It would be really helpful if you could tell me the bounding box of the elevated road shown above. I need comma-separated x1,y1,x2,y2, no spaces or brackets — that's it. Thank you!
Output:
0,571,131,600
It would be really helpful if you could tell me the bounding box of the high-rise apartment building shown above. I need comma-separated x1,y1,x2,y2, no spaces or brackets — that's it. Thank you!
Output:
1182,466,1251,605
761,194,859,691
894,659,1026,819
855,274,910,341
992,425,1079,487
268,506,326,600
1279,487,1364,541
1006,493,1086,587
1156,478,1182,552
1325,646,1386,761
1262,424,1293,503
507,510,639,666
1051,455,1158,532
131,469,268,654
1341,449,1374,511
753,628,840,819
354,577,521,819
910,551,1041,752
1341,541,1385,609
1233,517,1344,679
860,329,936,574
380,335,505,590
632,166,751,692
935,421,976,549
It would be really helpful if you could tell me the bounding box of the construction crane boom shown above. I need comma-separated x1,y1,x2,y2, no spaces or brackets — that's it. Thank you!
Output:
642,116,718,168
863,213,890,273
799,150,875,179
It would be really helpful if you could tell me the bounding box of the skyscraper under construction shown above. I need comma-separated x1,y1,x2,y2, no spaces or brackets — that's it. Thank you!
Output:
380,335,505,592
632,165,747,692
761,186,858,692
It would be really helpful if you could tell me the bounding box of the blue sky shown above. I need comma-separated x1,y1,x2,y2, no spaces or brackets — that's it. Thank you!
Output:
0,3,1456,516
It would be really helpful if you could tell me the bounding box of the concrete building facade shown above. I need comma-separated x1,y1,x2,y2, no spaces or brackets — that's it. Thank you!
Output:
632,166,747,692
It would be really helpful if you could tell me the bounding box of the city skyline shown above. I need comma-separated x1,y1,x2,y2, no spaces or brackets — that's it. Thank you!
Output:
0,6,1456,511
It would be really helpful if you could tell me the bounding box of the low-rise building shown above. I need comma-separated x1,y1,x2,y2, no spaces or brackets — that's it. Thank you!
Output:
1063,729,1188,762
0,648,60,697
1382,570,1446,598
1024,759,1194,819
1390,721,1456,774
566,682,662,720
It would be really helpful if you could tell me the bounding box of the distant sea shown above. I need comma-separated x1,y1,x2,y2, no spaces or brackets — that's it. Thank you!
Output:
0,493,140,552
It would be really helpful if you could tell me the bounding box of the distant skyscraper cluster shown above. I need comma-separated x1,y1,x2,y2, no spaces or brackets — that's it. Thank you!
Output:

*Work to be completed*
Copy out every one of the lines above word for word, changing nothing.

*Result of the exercise*
It would be really helpful if you could tell me the bounding box of the elevated road shown above. I need comma-separated x1,y1,x2,y2, no spaces or brackets — that's it. Thank you!
Output:
0,571,131,600
It would be really helpful if you could tell me the bounding box of the high-rise apartment building shown above. I need comma-separated x1,y1,x2,y2, no spaces or brackets — that's it. Thank you!
Output:
1182,466,1251,605
761,194,859,691
894,659,1026,819
855,274,910,341
992,425,1079,487
268,506,326,600
1279,487,1364,541
1006,493,1086,587
1156,478,1182,552
1325,646,1386,761
1262,424,1293,503
507,510,639,666
1051,455,1158,532
131,469,268,654
1341,449,1374,511
753,628,840,819
354,577,521,819
910,551,1041,752
1341,541,1385,609
1233,517,1344,679
860,329,936,574
380,335,505,590
632,166,751,692
935,421,976,549
It would be really helpful if you could tell me the bounding box of the construction crane boom shown above. I need comma-separated x1,y1,x2,y2, no spaces or brackets — that's it. Thank you!
Output:
642,116,718,168
863,213,890,273
799,150,875,179
It would be really helpful if you could tell me the bounding box of the skyscraper under construction shown above. I need comma-separated x1,y1,x2,y2, no spaces or brackets — that's it. Thank you!
Output:
380,335,505,592
632,165,747,692
761,186,858,692
It would be really helpful if you could tell me the bounding box of the blue sky shown above. I need comma-separated x1,y1,x2,y2, no spaces or brackets — that's it. Thank you!
Output:
0,3,1456,516
It would be really helpful if you could tell me the bounding box of the concrete building facade shown above. I need comma-separated x1,y1,x2,y2, no spaces or brackets — that's it. Thank you!
Output:
632,166,747,692
It would be really helpful if you could tell me the bounding box of the city skyline shown above. I need comma-separated x1,y1,x2,y2, no spaces or brackets — that's it. Thank you!
Output:
0,6,1456,511
It would be really helpful if you could tell me the bounding box of the low-rise building shown above. I need comma-separated x1,y1,x2,y2, no spaces or brackets — that's it. Thank you!
Output:
1063,729,1188,762
0,648,60,697
1382,570,1446,598
1024,759,1194,819
1390,721,1456,774
566,682,662,720
It would be really helpful if you could tell me the bounding box of the distant sea shown above. I need comma-separated x1,y1,x2,y2, no spaces or brackets — that's it. Thank you!
Output:
0,493,140,552
It would be really helpful if you could tell me the bounding box of the distant skyscraper cluster shown above. I need comma-separated x1,y1,x2,y2, no spaces or brackets — that's it. Thank you!
Output:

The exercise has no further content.